| TEXT PASSAGE |
※ ※ ※
CAA record effect on CNAME subdomains

My domain is:
prusa.net, status.prusa.net

I'm using a control panel to manage my site (no, or provide the name and version of the control panel):

GitHub Pages

Hello, I have a question about how CAA records affect domains with a CNAME record on them. This question came to my head after I realized that GitHub pages was able to create a Let's Encrypt certificate for my subdomain (status.prusa.net), despite my domain having bound a specific ACME account in CAA records:

$ dig +short CAA prusa.net
0 iodef "mailto:caa@prusa.net"
0 issue "letsencrypt.org; validationmethods=http-01; accounturi=https://acme-staging-v02.api.letsencrypt.org/acme/acct/246206403"
0 issue "letsencrypt.org; validationmethods=http-01; accounturi=https://acme-v02.api.letsencrypt.org/acme/acct/2564468501"
0 issuevmc ";"
0 issuemail ";"

I have set up GitHub pages on my domain by adding a CNAME record on the subdomain (status.prusa.net -> atmosphericignition.github.io).
※ ※ ※
| DATA RECORDS |
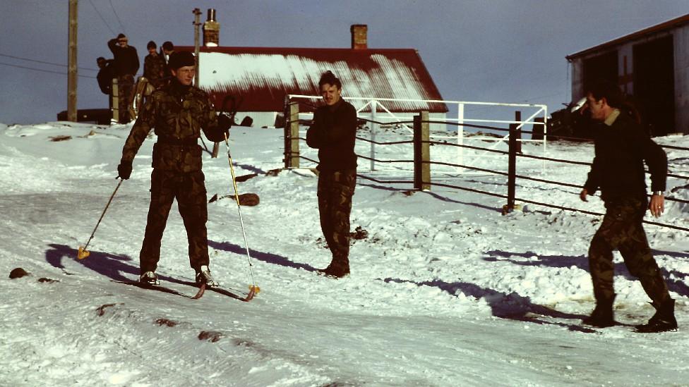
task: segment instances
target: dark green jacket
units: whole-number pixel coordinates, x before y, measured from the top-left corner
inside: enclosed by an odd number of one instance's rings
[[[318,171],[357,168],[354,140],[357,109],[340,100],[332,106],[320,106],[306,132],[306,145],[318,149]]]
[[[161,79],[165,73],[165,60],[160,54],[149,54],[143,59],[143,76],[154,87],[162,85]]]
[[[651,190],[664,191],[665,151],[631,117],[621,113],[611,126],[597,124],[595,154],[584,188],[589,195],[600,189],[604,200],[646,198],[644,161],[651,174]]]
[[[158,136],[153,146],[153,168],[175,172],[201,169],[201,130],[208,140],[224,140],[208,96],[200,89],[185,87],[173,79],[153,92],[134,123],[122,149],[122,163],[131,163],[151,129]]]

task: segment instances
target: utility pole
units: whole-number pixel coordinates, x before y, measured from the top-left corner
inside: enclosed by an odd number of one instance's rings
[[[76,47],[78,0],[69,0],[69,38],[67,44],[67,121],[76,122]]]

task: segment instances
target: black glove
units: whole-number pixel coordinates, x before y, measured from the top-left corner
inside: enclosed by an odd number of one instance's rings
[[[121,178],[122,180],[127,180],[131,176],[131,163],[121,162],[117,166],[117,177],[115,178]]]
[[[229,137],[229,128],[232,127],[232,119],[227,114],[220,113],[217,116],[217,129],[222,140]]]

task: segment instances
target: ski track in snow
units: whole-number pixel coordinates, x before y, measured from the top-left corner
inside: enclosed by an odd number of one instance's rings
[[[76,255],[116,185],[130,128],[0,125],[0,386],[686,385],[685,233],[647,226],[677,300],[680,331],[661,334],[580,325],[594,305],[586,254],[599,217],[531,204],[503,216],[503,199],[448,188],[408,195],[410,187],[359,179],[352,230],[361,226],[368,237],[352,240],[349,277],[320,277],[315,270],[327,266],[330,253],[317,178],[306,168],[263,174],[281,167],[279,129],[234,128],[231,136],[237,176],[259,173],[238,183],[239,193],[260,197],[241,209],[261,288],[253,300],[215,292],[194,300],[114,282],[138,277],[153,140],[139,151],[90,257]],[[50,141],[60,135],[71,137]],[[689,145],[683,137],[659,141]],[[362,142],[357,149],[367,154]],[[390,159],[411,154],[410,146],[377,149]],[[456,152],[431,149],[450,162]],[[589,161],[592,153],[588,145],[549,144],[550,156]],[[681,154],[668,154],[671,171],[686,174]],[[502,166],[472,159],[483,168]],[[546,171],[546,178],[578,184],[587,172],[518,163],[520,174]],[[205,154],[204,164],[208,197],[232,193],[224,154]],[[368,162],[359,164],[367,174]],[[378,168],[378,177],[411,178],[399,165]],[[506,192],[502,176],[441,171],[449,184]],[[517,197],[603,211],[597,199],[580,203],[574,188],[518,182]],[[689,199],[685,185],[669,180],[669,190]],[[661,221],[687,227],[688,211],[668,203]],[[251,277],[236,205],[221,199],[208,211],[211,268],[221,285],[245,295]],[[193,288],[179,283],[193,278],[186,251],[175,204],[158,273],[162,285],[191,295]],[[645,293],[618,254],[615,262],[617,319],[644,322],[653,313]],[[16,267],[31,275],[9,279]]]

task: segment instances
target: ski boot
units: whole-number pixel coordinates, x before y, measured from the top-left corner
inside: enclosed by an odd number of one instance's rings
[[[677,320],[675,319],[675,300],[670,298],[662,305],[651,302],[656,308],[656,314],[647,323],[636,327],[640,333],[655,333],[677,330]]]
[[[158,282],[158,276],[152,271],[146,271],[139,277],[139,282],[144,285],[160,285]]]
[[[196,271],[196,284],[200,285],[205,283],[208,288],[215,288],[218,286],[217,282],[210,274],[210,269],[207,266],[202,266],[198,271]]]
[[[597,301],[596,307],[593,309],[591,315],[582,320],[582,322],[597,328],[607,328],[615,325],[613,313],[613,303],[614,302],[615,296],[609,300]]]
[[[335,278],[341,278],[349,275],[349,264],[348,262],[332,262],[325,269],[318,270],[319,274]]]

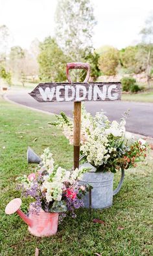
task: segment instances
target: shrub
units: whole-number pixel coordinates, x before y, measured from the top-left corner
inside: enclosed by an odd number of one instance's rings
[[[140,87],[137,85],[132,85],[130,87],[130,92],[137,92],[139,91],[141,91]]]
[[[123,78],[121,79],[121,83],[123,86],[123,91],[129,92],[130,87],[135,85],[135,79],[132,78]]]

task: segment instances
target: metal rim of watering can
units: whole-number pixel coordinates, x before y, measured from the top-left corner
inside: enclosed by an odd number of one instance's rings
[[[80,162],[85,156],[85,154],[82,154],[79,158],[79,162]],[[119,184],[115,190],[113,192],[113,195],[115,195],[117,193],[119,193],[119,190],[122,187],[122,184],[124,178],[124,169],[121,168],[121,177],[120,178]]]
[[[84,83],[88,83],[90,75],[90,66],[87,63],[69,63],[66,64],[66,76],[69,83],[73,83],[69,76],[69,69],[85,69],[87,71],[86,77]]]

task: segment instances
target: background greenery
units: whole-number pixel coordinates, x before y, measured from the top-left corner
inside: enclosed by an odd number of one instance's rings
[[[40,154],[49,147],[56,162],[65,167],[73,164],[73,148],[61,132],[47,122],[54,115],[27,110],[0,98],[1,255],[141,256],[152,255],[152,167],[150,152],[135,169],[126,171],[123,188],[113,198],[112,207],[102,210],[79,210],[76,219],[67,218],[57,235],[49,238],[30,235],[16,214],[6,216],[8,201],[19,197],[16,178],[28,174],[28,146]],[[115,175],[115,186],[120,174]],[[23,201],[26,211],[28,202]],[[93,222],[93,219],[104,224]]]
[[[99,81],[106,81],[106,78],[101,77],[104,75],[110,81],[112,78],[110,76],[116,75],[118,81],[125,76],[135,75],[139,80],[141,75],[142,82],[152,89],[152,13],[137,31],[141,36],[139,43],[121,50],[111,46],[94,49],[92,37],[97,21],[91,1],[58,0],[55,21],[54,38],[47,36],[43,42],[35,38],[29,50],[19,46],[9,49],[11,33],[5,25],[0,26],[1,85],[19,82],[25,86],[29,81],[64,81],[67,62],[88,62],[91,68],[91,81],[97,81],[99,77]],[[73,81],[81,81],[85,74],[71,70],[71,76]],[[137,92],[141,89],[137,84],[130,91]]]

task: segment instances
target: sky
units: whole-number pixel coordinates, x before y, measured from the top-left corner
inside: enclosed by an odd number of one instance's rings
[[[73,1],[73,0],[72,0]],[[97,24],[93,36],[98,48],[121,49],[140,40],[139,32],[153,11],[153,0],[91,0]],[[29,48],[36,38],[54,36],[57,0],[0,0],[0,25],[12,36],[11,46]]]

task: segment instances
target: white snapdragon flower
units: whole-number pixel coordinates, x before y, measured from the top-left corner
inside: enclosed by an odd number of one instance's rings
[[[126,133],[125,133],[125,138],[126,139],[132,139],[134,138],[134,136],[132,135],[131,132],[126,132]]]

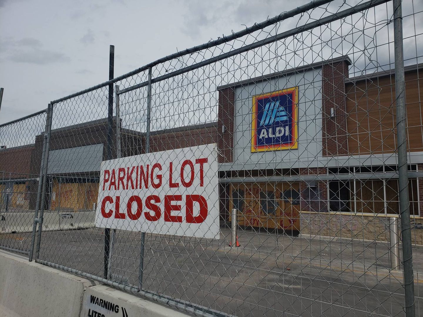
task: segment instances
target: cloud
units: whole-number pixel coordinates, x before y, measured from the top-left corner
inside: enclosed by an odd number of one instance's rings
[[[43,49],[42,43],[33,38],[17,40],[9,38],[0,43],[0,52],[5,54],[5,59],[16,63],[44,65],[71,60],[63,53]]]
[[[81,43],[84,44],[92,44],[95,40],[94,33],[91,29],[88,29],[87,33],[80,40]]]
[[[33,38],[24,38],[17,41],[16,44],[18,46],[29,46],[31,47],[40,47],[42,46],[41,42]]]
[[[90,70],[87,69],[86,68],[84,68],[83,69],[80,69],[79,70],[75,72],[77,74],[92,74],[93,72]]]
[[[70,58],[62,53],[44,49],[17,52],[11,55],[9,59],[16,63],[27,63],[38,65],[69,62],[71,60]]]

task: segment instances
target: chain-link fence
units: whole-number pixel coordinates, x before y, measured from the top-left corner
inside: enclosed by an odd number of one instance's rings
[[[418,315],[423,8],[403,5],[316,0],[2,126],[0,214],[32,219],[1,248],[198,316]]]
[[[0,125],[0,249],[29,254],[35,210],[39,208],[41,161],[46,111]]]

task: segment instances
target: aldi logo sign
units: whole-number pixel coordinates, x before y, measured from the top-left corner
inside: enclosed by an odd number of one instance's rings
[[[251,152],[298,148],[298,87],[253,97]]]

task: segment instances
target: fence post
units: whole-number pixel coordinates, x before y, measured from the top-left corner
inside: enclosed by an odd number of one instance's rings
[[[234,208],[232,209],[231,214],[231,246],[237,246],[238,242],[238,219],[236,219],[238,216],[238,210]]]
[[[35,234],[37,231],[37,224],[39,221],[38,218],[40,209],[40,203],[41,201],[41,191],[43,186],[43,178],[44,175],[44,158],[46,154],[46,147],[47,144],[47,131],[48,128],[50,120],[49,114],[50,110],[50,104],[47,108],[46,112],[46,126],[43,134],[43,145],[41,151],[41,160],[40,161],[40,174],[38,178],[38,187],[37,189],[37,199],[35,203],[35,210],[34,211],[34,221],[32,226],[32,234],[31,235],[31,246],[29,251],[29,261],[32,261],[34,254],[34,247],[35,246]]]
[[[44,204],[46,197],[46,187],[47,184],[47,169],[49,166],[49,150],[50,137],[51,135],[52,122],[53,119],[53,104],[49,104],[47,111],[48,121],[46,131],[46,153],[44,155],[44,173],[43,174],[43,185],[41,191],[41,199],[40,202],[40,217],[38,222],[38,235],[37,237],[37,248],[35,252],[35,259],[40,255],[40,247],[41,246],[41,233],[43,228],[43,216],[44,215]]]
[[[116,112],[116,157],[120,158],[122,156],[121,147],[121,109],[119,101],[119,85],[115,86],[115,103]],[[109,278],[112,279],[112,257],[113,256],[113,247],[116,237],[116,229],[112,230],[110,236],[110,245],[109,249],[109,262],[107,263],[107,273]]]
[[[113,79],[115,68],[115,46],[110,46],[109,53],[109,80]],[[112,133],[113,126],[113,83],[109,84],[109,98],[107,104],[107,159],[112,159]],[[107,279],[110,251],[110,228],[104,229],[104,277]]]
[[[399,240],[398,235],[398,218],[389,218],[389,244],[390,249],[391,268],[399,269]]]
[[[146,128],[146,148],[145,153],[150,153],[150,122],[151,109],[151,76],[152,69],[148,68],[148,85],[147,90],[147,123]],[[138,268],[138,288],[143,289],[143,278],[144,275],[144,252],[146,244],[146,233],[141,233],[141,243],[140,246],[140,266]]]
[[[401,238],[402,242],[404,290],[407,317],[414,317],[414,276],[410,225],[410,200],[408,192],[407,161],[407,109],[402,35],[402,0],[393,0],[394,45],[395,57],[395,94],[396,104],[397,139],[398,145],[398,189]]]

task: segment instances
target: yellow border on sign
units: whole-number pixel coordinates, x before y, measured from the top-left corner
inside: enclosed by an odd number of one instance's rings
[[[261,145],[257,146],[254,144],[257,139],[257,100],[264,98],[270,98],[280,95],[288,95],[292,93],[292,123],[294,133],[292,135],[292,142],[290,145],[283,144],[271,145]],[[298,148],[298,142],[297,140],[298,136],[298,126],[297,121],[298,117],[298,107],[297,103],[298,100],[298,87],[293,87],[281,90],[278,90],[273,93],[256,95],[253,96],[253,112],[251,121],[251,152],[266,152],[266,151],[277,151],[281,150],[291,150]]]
※ ※ ※
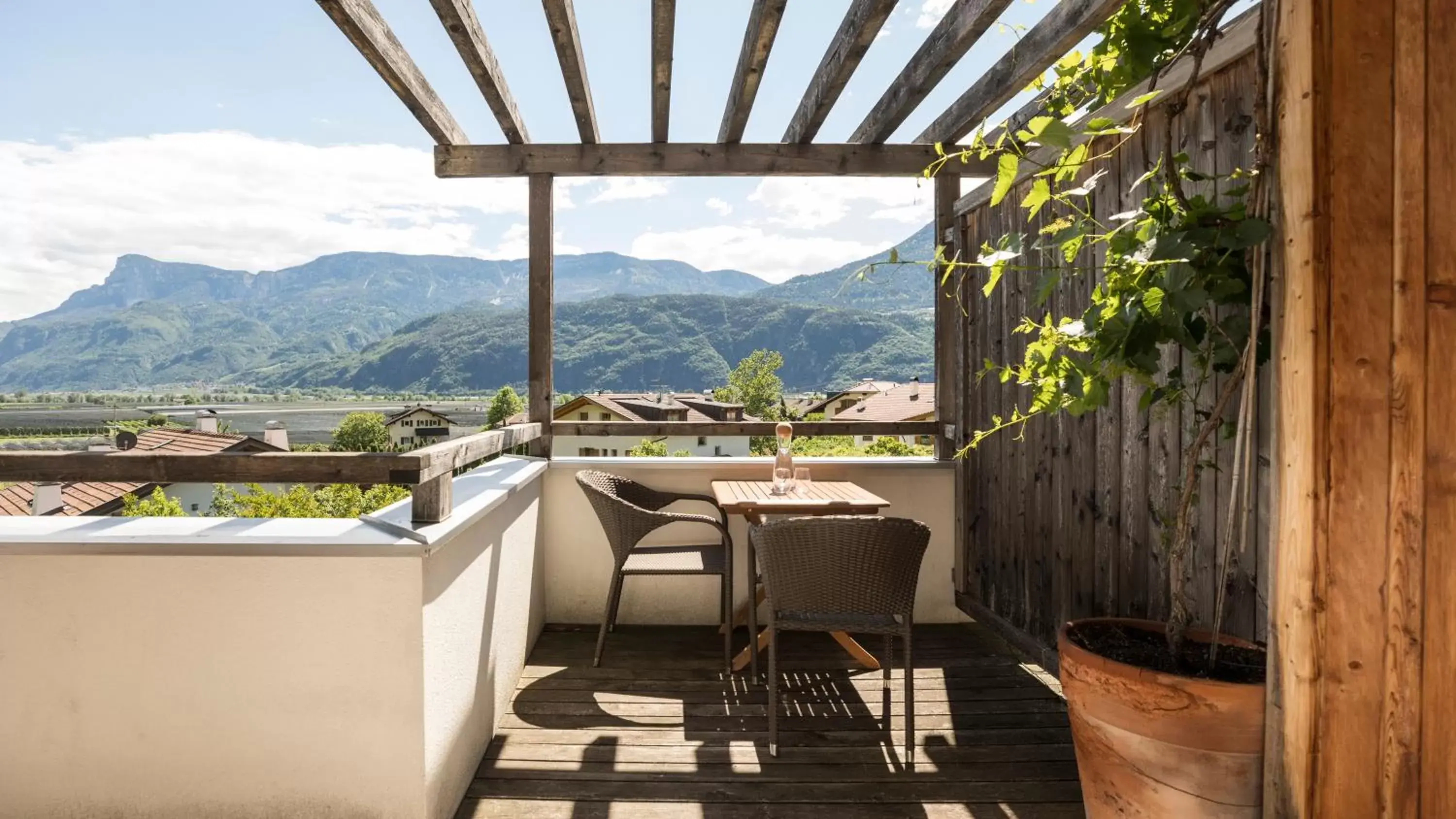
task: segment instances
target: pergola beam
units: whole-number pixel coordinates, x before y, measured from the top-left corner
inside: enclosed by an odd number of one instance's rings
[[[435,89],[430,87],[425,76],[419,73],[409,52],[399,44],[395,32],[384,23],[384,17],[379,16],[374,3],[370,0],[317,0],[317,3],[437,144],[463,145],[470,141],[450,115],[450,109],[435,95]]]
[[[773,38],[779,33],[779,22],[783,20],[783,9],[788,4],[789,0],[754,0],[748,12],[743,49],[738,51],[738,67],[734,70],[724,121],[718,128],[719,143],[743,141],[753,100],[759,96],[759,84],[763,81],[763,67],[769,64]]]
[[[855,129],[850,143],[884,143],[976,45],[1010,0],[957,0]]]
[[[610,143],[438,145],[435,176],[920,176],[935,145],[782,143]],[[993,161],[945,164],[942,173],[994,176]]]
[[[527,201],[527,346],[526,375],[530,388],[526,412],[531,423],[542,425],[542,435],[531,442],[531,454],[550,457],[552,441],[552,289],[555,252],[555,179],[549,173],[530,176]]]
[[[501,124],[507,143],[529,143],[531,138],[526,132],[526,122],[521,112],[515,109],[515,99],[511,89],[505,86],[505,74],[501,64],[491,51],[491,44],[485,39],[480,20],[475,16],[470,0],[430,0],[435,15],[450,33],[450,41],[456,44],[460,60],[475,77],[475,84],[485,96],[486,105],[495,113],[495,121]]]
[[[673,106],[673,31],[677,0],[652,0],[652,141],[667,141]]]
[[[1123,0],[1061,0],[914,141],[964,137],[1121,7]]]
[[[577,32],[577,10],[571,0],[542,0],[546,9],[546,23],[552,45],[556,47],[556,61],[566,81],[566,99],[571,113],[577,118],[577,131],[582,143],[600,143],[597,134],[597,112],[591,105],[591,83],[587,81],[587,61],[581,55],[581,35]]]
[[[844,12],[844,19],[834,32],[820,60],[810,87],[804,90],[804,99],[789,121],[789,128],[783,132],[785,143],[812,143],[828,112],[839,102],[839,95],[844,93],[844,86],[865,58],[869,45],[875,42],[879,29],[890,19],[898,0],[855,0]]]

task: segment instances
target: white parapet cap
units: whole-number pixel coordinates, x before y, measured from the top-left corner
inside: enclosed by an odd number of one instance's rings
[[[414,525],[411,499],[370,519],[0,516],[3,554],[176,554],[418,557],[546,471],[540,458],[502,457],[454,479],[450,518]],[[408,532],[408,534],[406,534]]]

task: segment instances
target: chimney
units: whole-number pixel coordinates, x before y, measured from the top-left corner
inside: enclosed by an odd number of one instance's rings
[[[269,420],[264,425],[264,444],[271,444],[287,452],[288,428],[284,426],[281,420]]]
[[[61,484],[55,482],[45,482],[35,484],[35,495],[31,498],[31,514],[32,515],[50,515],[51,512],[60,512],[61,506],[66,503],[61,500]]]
※ ※ ※
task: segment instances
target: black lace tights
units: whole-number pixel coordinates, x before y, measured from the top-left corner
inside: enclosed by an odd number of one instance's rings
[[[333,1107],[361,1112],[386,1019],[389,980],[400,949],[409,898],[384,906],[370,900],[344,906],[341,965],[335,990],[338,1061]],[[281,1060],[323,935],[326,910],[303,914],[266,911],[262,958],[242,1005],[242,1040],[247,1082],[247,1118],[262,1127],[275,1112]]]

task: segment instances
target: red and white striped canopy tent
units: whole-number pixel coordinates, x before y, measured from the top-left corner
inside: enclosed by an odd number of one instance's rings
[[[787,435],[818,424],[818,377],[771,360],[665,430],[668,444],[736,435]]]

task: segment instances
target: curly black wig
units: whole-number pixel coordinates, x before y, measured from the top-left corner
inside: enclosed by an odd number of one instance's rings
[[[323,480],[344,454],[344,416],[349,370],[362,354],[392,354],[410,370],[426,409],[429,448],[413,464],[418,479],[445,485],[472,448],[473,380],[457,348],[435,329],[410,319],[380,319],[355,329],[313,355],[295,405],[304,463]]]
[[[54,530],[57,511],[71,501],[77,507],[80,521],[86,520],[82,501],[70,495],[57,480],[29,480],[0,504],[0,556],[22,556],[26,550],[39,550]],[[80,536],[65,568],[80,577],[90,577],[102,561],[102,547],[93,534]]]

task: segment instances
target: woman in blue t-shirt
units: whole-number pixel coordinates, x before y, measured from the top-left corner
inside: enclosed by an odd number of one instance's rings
※ ※ ※
According to the text about CAA records, what CNAME record was added to set up GitHub Pages on the domain? The material plays no part in what is asked here.

| PROBLEM SOLUTION |
A CNAME record pointing status.prusa.net to atmosphericignition.github.io.